Natural-language object grounding data:
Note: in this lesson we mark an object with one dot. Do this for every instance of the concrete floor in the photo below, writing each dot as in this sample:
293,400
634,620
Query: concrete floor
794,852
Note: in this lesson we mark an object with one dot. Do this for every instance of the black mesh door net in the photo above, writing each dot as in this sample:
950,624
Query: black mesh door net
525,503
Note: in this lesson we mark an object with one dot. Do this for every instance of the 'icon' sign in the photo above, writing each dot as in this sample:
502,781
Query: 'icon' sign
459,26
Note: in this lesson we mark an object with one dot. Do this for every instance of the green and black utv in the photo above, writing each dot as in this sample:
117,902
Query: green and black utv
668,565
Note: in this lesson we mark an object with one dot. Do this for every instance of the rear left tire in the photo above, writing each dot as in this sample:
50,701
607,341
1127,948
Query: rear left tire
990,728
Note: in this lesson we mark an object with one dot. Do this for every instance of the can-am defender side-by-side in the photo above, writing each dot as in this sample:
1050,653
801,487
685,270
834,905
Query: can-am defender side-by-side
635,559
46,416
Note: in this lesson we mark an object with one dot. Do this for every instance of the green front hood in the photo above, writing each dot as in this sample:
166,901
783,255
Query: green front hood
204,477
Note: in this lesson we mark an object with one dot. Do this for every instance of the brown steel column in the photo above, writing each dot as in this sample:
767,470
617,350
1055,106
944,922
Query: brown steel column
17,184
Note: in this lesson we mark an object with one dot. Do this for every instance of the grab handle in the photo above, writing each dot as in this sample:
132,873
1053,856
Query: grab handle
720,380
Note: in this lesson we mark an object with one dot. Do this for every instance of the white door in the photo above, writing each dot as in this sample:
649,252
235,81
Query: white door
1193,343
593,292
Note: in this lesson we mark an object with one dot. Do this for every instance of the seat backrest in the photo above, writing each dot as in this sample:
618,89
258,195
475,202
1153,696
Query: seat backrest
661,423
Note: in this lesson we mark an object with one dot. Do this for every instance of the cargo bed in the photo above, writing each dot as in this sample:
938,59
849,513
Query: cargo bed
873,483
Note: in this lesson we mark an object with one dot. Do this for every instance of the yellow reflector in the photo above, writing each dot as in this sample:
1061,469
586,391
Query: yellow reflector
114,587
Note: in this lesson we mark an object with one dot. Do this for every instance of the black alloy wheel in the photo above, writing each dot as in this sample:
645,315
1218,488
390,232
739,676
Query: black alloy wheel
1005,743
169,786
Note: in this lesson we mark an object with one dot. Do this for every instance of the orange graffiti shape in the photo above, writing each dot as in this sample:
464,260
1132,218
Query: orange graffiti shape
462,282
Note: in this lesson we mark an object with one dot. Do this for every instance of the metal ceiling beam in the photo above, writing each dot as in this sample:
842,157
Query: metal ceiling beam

§ What this task involves: Write out every line of the data that holds the word "ceiling".

§ Result:
Note: in this lesson we mark an object with one dot. Do this for every instance of the metal ceiling beam in the photo above, writing each dot as in this sample:
Query: metal ceiling beam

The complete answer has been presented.